■ **Kutipan Bacaan**
# # # # #

Kenaikan anggaran transfer daerah tentu saja memiliki manfaat bagi masyarakat daerah, seperti akses air minum dan sanitasi layak hingga angka partisipasi murni SMP. Akses sanitasi layak yang rata-rata nasional pada 2018 mencapai 69,27% naik dibandingkan 2015 yang hanya 62,14%. Sementara, bayi di bawah dua tahun atau baduta yang stunting turun secara rata-rata nasional dari 23,08% pada 2015 menjadi 20,07% pada 2018.

Melalui dana alokasi khusus (DAK) fisik yang merupakan komponen dana daerah, pemerintah juga sudah berhasil membangun berbagai infrastruktur untuk masyarakat. Selama periode 2017–2018, DAK fisik telah dimanfaatkan untuk penambahan jalan sepanjang 17,7 ribu kilometer.

# # # # #

■ **Data yang Diberikan**
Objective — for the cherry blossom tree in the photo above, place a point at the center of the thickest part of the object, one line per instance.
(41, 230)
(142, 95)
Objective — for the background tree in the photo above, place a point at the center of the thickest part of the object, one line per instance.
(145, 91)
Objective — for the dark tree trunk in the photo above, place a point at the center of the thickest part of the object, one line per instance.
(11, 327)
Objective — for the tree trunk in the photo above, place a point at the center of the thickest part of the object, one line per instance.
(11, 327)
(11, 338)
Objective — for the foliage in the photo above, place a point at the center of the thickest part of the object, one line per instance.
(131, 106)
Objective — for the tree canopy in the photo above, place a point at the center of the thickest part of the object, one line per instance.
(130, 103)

# # # # #

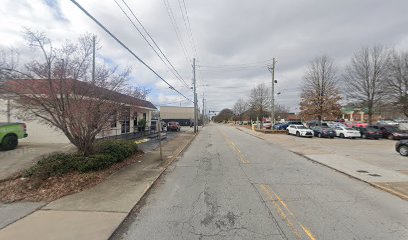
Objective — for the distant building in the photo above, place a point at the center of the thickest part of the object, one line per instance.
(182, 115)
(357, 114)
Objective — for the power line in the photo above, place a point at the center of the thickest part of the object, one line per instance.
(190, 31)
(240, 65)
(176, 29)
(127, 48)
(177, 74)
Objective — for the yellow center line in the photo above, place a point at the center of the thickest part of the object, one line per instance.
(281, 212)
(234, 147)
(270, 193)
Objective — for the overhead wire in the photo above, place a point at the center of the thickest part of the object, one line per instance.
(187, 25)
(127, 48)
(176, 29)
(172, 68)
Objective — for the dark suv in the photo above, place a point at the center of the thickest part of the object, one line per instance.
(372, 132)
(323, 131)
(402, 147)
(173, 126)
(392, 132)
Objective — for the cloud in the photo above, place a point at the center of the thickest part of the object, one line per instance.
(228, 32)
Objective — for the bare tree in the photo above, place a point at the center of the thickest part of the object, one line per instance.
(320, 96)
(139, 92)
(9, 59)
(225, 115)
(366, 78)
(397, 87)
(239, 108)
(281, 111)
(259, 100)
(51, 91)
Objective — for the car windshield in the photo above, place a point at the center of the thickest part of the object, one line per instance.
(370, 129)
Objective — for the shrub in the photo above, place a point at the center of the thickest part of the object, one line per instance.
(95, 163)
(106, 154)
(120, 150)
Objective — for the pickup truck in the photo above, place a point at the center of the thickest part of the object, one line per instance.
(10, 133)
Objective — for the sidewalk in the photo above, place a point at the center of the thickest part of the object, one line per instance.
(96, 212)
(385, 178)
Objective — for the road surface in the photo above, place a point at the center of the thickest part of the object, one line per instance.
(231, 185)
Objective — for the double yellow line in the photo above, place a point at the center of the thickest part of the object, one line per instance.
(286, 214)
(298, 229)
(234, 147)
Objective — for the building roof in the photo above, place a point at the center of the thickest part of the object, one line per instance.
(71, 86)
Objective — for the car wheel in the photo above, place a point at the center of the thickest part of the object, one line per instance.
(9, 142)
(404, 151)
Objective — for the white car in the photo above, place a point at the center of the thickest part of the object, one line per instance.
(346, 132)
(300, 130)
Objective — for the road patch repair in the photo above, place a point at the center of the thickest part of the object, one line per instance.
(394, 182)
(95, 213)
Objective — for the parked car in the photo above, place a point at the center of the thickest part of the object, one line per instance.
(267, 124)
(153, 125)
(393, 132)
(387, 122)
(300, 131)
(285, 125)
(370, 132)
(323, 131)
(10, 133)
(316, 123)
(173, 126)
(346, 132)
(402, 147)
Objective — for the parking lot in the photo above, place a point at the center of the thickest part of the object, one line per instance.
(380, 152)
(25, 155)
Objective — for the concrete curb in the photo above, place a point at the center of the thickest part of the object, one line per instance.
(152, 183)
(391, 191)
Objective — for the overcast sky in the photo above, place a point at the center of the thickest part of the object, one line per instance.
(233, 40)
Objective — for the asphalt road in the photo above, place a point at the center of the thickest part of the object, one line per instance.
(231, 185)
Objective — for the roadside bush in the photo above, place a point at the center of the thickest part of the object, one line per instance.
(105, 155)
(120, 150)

# # # # #

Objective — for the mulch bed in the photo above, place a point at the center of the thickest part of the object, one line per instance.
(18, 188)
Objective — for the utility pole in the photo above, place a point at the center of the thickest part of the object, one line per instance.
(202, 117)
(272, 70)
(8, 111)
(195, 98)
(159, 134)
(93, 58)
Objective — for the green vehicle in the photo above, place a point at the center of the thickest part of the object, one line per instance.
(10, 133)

# # # # #

■ **Soal Latihan 1**
Jawablah pertanyaan berikut berdasarkan kutipan bacaan.
(a) Berapa persen rata-rata nasional akses sanitasi layak pada 2018?
(b) Berapa persen baduta yang stunting secara rata-rata nasional pada 2015?
(c) Berapa panjang penambahan jalan yang dibiayai DAK fisik selama periode 2017–2018?
■ **Soal Latihan 2**
Tulis ulang dengan tepat bagian kutipan bacaan yang diawali kata-kata "Kenaikan anggaran transfer" dan berhenti setelah kata-kata "20,07% pada 2018.".
■ **Soal Latihan 3**
Tentukan apakah setiap pernyataan berikut sesuai dengan kutipan bacaan. Jawab ya atau tidak, lalu kutip kata-kata dari kutipan bacaan yang menjadi dasarnya.
(a) Akses sanitasi layak pada 2015 lebih tinggi daripada pada 2018.
(b) DAK fisik merupakan komponen dana daerah.
(c) Angka baduta yang stunting naik dari 2015 ke 2018.

■ **Jawaban Benar 1**
(a) 69,27%
(b) 23,08%
(c) 17,7 ribu kilometer

■ **Jawaban Benar 2**
Kenaikan anggaran transfer daerah tentu saja memiliki manfaat bagi masyarakat daerah, seperti akses air minum dan sanitasi layak hingga angka partisipasi murni SMP. Akses sanitasi layak yang rata-rata nasional pada 2018 mencapai 69,27% naik dibandingkan 2015 yang hanya 62,14%. Sementara, bayi di bawah dua tahun atau baduta yang stunting turun secara rata-rata nasional dari 23,08% pada 2015 menjadi 20,07% pada 2018.

■ **Jawaban Benar 3**
(a) Tidak: "naik dibandingkan 2015 yang hanya 62,14%"
(b) Ya: "dana alokasi khusus (DAK) fisik yang merupakan komponen dana daerah"
(c) Tidak: "turun secara rata-rata nasional dari 23,08% pada 2015 menjadi 20,07% pada 2018"